[SET PROBLEM] Reproduce every item below word for word, leaving nothing out and changing nothing.

[Dataset rows]
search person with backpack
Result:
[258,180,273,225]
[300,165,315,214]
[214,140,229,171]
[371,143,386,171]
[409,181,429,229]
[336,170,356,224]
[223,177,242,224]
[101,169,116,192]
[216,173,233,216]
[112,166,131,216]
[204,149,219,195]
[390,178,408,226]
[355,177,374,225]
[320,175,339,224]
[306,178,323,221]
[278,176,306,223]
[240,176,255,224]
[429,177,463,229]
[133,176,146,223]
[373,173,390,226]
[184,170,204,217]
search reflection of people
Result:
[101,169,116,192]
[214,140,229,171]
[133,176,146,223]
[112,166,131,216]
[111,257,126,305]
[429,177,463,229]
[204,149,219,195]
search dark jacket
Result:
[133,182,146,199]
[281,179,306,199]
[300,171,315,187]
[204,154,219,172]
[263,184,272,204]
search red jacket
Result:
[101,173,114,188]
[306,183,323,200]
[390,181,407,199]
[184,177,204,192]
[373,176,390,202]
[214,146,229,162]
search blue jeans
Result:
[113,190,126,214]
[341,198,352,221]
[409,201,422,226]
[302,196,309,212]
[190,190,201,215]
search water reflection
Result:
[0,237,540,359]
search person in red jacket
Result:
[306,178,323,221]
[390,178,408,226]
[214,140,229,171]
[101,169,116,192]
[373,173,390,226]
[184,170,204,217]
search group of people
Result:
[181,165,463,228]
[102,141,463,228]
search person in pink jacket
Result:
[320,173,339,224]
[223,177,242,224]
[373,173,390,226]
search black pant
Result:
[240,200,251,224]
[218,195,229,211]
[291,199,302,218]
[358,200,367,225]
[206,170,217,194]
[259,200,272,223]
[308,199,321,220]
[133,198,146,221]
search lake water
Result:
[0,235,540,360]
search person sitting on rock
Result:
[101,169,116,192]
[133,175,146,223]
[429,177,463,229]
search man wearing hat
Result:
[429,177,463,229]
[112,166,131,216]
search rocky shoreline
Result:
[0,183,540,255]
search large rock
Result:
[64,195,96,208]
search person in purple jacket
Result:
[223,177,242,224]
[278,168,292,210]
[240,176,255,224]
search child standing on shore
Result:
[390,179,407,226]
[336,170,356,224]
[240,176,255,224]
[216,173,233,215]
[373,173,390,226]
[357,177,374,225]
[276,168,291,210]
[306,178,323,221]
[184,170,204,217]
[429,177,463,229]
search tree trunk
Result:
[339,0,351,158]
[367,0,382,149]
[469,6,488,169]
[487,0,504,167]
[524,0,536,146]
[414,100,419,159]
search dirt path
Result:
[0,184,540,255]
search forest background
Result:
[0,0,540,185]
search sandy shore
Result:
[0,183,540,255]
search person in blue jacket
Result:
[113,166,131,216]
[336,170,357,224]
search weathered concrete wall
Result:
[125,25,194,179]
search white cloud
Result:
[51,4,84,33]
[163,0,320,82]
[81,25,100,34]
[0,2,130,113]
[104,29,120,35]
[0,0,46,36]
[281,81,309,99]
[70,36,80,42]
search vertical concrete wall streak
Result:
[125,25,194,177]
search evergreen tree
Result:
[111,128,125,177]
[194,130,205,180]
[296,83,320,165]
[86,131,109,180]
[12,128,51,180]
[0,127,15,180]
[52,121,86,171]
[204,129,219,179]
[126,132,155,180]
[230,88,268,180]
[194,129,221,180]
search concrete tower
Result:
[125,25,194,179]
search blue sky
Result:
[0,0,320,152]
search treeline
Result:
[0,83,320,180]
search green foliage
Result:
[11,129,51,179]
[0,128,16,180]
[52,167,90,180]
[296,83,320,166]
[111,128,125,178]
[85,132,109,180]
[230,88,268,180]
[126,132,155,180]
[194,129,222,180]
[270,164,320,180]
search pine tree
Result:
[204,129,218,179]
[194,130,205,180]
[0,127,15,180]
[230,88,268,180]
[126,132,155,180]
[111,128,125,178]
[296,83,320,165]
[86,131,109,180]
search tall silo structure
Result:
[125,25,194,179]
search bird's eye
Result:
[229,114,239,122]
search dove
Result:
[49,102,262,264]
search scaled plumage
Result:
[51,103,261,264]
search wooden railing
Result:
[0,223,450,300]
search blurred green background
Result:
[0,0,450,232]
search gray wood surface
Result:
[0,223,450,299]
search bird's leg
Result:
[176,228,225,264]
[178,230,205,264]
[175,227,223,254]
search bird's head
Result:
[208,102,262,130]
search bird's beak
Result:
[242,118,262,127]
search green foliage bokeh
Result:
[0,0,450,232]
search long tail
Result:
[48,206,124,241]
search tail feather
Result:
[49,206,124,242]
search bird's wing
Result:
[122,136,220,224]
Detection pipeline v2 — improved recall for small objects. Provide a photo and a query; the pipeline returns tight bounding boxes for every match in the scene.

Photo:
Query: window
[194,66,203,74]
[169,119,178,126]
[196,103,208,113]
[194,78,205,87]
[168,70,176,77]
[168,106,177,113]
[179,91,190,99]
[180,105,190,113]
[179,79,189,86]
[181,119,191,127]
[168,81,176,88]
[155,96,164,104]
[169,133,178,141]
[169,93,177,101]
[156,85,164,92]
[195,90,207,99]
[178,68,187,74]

[RESULT BELOW]
search person with backpack
Result:
[258,180,273,225]
[300,165,315,214]
[214,140,229,171]
[371,143,386,171]
[409,181,429,229]
[336,170,356,224]
[223,177,242,224]
[101,169,116,192]
[216,173,233,216]
[112,166,131,216]
[204,149,219,195]
[390,178,408,226]
[355,177,374,225]
[320,175,339,224]
[306,178,323,221]
[278,176,306,223]
[240,176,255,224]
[429,177,463,229]
[133,176,146,223]
[373,173,390,226]
[184,170,204,217]
search reflection of people
Result:
[101,169,116,192]
[214,140,229,171]
[133,176,146,223]
[112,166,131,216]
[111,257,126,305]
[429,177,463,229]
[204,149,219,195]
search dark jacket
Result:
[133,182,146,199]
[281,179,306,199]
[300,171,315,187]
[204,154,219,172]
[263,184,272,204]
search red jacket
Result:
[101,173,114,188]
[306,183,323,200]
[390,181,407,199]
[184,177,204,192]
[373,176,390,202]
[214,146,229,162]
search blue jeans
Result:
[113,190,126,214]
[341,198,352,221]
[409,201,422,226]
[302,196,309,212]
[190,190,201,215]
search water reflection
Result:
[0,237,540,359]
search person in red jacket
Result:
[306,178,323,221]
[390,178,408,226]
[214,140,229,171]
[101,169,116,192]
[373,173,390,226]
[184,170,204,217]
search group of people
Result:
[181,165,463,228]
[102,141,463,228]
search person in pink jacket
Result:
[320,173,339,224]
[223,177,242,224]
[373,173,390,226]
search black pant
Result:
[240,200,251,224]
[218,195,229,211]
[291,199,302,218]
[358,200,367,225]
[206,170,217,194]
[259,200,272,223]
[308,199,321,220]
[133,198,146,221]
search lake water
Result:
[0,235,540,360]
search person sitting on rock
Result:
[101,169,116,192]
[133,175,146,223]
[429,177,463,229]
search man wearing hat
Result:
[429,177,463,229]
[112,166,131,216]
search rocky shoreline
Result:
[0,183,540,255]
search large rock
Result:
[64,195,96,208]
search person in purple jacket
Result:
[223,177,242,224]
[278,168,292,210]
[240,176,255,224]
search child standing on shore
Result:
[390,179,407,226]
[336,170,356,224]
[240,176,255,224]
[216,173,233,215]
[373,173,390,226]
[357,177,374,225]
[276,168,291,210]
[306,178,323,221]
[184,170,204,217]
[429,177,463,229]
search tree trunk
Result:
[339,0,351,158]
[367,0,382,149]
[469,6,488,169]
[487,0,504,167]
[524,0,536,146]
[414,100,419,159]
search dirt path
Result:
[0,184,540,255]
search forest background
Result:
[0,0,540,185]
search sandy shore
Result:
[0,183,540,255]
search person in blue jacket
Result:
[113,166,131,216]
[336,170,357,224]
search weathered concrete wall
Result:
[125,25,194,179]
search white cloud
Result:
[51,4,84,33]
[163,0,320,82]
[81,25,100,34]
[0,2,130,113]
[104,29,120,35]
[0,0,46,36]
[281,81,309,99]
[70,36,80,42]
search vertical concrete wall streak
Result:
[125,25,194,177]
search evergreen tree
Result:
[111,128,125,177]
[194,130,205,180]
[296,83,320,165]
[86,131,109,180]
[12,128,51,180]
[0,127,15,180]
[52,121,86,171]
[204,129,219,179]
[126,132,155,180]
[230,88,268,180]
[194,129,221,180]
search concrete tower
Result:
[125,25,194,179]
search blue sky
Result:
[0,0,320,152]
search treeline
Result:
[0,83,320,180]
search green foliage
Result:
[11,129,51,179]
[0,128,16,180]
[52,167,90,180]
[296,83,320,166]
[111,128,125,178]
[85,132,109,180]
[230,88,268,180]
[126,132,155,180]
[194,129,222,180]
[270,164,320,180]
search pine tree
Result:
[204,129,218,179]
[194,130,205,180]
[0,127,15,180]
[230,88,268,180]
[126,132,155,180]
[111,128,125,178]
[296,83,320,165]
[86,131,109,180]
search tall silo structure
Result:
[125,25,194,179]
search bird's eye
Result:
[229,114,239,122]
search dove
Result:
[49,102,262,264]
search scaled plumage
Result:
[51,103,261,264]
search wooden railing
Result:
[0,223,450,300]
search blurred green background
Result:
[0,0,450,232]
search gray wood surface
Result:
[0,223,450,299]
search bird's leg
Result:
[176,228,225,264]
[178,230,205,264]
[175,227,223,254]
search bird's head
Result:
[208,102,262,130]
search bird's beak
Result:
[242,118,262,127]
search green foliage bokeh
Result:
[0,0,450,232]
search long tail
Result:
[48,206,124,241]
search tail feather
Result:
[49,206,124,242]
search bird's wing
Result:
[122,136,220,224]
Detection pipeline v2 — improved recall for small objects. Provide a photo and a query; the pipeline returns tight bounding boxes for every match in the scene.

Photo:
Query: window
[194,66,203,74]
[169,119,178,126]
[196,103,208,113]
[194,78,205,87]
[168,70,176,77]
[168,106,177,113]
[179,91,190,99]
[180,105,190,113]
[179,79,189,86]
[181,119,191,127]
[168,81,176,88]
[155,96,164,104]
[169,133,178,141]
[169,93,177,101]
[156,85,164,92]
[195,90,207,99]
[178,68,187,74]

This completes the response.